TRECHO FORNECIDO -
A MPS tipo II é um exemplo disso. Embora os sintomas geralmente comecem a ser perceptíveis nos primeiros meses de vida, esses sinais podem ser confundidos com outras patologias, fazendo com que o paciente passe por diferentes especialistas e seja submetido a uma série de exames, por vezes a tratamentos inadequados, antes receber o diagnóstico correto, por meio de testes bioquímicos e genéticos, geralmente vários anos depois. 

Uma forma de agilizar esse diagnóstico e acelerar a inclusão de pacientes em estudos clínicos é a expansão do teste do pezinho. Incluir as MPSs na triagem neonatal seria uma maneira de detectar rapidamente a MPS-II, além de outras doenças raras, garantindo o tratamento disponível para minimizar os efeitos dessas patologias nos pacientes e eventualmente permitindo a inclusão dos pacientes em protocolos clínicos para terapias inovadoras. O exame já é previsto em lei desde 2021, mas o Brasil ainda enfrenta dificuldades para efetivar sua implementação.  

O recrutamento de pacientes com doenças raras é uma tarefa árdua, agravada pela falta de diagnósticos precoces e pela dispersão geográfica desses pacientes. Para superar esses obstáculos, é fundamental implementar programas de conscientização e educação para médicos e profissionais de saúde sobre doenças raras, bem como o aprimoramento da infraestrutura de pesquisa com equipamentos, tecnologia e suporte técnico adequados, melhorando o diagnóstico e a encaminhamento de pacientes para estudos clínicos.  

A pesquisa clínica não só promove avanços médico-científicos como pode também trazer benefícios econômicos significativos para o país. No Sistema Único de Saúde (SUS), a introdução de novos tratamentos derivados de estudos clínicos pode reduzir os custos a longo prazo, ao diminuir a necessidade de tratamentos paliativos e de hospitalizações frequentes, elevando a qualidade de vida dos pacientes, resultando em menor utilização de recursos de saúde e em maior produtividade econômica por meio das novas terapias.

ITENS FORNECIDOS -
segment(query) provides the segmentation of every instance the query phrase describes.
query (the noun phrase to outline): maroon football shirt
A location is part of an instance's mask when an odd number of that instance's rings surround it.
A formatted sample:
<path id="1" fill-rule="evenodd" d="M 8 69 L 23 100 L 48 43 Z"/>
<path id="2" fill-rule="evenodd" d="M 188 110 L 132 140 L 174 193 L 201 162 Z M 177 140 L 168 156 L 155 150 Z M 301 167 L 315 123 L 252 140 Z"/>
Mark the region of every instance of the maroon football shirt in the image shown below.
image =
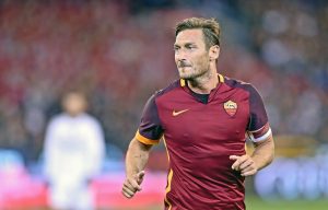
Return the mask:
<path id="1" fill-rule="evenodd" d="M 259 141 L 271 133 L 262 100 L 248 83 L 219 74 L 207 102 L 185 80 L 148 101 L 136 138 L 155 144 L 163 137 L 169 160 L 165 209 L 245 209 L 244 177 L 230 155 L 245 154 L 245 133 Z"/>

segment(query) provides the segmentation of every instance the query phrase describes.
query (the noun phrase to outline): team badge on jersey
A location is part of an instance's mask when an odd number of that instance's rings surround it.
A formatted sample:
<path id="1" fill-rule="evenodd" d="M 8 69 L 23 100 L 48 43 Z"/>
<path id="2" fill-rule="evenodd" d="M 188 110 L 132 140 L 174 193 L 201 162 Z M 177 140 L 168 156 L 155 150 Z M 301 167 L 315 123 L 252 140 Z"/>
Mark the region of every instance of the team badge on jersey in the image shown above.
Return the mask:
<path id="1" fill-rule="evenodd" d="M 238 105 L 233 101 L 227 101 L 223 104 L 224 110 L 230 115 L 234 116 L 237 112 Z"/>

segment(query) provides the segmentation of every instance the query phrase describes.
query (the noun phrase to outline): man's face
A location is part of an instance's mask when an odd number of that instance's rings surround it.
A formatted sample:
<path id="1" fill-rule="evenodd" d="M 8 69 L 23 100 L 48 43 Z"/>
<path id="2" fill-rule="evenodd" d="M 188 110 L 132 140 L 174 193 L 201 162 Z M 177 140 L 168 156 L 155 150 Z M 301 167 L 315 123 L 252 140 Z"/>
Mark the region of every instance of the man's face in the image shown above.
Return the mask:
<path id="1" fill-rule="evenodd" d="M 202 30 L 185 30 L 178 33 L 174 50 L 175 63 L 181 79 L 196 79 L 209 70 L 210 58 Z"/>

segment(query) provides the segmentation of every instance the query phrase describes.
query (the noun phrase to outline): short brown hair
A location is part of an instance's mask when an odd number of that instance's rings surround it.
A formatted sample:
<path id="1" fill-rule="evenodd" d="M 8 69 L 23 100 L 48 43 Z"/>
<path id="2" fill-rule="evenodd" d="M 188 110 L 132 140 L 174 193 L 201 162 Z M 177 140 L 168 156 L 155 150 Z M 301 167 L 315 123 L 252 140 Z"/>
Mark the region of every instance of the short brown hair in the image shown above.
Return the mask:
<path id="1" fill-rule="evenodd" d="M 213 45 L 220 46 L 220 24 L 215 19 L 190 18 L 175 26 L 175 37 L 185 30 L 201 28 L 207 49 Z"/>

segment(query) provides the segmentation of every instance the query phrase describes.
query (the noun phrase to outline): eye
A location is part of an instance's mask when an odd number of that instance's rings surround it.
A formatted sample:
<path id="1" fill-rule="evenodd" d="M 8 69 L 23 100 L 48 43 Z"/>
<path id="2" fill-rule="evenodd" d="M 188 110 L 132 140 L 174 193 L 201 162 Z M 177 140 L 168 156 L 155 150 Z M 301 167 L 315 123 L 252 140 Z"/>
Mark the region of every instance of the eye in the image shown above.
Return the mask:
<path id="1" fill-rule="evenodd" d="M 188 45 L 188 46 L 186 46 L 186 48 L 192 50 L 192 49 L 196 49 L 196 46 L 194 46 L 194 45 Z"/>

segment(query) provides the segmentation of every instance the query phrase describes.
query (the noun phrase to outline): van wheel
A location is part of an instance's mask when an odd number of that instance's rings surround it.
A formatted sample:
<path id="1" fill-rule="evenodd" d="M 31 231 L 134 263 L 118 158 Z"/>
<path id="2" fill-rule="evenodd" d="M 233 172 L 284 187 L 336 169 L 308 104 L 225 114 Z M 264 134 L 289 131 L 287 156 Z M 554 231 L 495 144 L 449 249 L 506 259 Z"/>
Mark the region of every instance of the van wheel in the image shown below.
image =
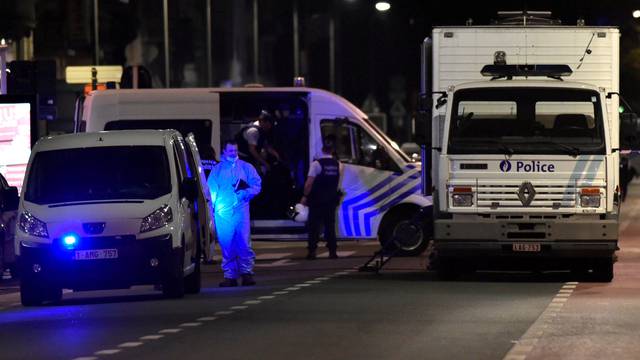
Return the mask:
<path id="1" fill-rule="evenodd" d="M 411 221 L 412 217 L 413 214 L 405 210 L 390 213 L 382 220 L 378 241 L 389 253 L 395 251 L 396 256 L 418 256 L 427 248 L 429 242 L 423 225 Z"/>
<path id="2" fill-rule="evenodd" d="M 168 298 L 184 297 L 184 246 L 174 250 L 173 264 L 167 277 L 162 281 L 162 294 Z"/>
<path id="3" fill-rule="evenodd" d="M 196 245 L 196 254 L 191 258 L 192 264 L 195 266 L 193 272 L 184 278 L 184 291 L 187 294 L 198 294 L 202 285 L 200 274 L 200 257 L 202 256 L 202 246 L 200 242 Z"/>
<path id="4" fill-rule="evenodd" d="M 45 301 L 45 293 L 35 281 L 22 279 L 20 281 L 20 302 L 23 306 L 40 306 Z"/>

AÇÕES NECESSÁRIAS -
1. Indique se cada afirmação abaixo concorda com o trecho sobre a MPS tipo II, respondendo sim ou não e citando literalmente as palavras do trecho que decidem a resposta. (a) Os sintomas da MPS tipo II costumam aparecer apenas na idade adulta. (b) O exame mencionado no trecho está previsto em lei desde 2021. (c) Novos tratamentos derivados de estudos clínicos podem aumentar as hospitalizações no SUS.
2. Traduza para o inglês a frase do trecho sobre a MPS tipo II "A pesquisa clínica não só promove avanços médico-científicos como pode também trazer benefícios econômicos significativos para o país".

RESPOSTAS ÀS TAREFAS -
1.
(a) Não: "Embora os sintomas geralmente comecem a ser perceptíveis nos primeiros meses de vida".
(b) Sim: "O exame já é previsto em lei desde 2021".
(c) Não: "ao diminuir a necessidade de tratamentos paliativos e de hospitalizações frequentes".

2. Clinical research not only drives medical and scientific advances but can also bring significant economic benefits to the country.